WHAT THE EXERCISE ASKS: Render the listing below, from its start through the line containing "258], [257, 259]]]", as a two-column CSV with the headers instruction and response. Each row should pair a text with its answer, with each value in one quoted field and any line breaks replaced by spaces.

RECORDS SHOWN:
☆ ☆ ☆ ☆

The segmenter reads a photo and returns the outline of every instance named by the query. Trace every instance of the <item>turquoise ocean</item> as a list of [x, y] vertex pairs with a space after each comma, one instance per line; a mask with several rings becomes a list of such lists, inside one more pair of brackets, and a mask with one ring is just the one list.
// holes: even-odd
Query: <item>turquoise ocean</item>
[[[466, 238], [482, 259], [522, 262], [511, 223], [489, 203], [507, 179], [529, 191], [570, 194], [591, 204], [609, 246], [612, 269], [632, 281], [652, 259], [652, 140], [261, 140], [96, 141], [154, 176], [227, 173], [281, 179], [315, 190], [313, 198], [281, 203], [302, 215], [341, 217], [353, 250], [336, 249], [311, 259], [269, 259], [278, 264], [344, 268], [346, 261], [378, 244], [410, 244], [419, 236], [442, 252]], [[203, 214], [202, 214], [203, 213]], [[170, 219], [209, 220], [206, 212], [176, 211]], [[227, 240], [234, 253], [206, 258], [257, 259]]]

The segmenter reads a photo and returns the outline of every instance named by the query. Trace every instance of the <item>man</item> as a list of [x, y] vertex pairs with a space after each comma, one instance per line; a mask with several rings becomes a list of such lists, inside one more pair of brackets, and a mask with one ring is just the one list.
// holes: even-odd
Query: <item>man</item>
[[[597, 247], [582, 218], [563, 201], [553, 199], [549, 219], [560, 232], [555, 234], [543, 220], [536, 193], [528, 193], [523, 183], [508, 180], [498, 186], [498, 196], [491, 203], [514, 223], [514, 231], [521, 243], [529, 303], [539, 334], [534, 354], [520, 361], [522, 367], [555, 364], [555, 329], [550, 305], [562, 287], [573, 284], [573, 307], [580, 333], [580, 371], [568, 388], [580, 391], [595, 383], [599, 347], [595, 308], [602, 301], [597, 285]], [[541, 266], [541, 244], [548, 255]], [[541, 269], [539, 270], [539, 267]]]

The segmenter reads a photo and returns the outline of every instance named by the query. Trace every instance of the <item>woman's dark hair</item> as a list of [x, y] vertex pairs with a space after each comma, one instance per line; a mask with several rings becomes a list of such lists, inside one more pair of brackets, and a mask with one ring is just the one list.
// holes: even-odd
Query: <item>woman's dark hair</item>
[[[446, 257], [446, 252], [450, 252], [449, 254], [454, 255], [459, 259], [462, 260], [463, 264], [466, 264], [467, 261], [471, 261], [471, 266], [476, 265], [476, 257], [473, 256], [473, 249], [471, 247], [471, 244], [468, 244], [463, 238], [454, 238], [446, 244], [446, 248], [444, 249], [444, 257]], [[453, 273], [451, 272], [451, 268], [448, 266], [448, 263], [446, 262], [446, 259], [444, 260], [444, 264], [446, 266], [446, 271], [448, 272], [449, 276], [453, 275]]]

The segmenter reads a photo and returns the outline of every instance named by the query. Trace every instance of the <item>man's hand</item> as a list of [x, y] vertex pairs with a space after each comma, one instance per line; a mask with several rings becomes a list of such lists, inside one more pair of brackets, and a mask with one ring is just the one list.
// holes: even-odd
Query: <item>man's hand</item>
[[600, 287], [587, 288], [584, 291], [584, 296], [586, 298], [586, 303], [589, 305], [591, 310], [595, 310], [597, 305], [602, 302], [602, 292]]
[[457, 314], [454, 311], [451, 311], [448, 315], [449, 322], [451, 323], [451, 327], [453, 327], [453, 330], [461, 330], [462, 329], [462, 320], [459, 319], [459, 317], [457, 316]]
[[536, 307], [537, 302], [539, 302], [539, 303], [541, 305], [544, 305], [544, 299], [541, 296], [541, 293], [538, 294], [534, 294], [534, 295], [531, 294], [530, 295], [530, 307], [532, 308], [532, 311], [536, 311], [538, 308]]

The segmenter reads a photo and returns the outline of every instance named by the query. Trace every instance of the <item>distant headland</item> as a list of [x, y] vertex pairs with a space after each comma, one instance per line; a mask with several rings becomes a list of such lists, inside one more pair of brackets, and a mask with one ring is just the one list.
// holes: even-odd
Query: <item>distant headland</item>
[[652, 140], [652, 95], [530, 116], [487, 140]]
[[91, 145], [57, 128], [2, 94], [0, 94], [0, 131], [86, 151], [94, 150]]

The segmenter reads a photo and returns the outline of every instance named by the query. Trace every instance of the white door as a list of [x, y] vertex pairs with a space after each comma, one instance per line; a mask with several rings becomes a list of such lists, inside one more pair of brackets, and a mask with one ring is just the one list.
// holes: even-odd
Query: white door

☆ ☆ ☆ ☆

REPLY:
instruction,response
"The segmenter reads a photo and returns the outline of every instance named by the query. Trace every instance of the <item>turquoise ocean</item> as a list of [x, y] vertex pairs with a space after each comma, one instance per line; a mask with several rings becomes a list of such lists, inside one more pair of brackets, and a mask with one ring is just the one list. // holes: even-odd Query: <item>turquoise ocean</item>","[[[466, 238], [482, 259], [522, 262], [511, 223], [489, 203], [507, 179], [529, 191], [570, 194], [591, 204], [609, 246], [612, 269], [632, 281], [652, 259], [652, 140], [261, 140], [96, 141], [154, 176], [227, 173], [281, 179], [315, 190], [313, 198], [281, 203], [302, 215], [341, 217], [353, 250], [336, 249], [311, 259], [269, 259], [278, 264], [344, 268], [346, 261], [378, 244], [410, 244], [419, 236], [442, 252]], [[203, 214], [202, 214], [203, 213]], [[170, 219], [209, 220], [206, 212], [176, 211]], [[227, 240], [234, 253], [206, 258], [257, 259]]]"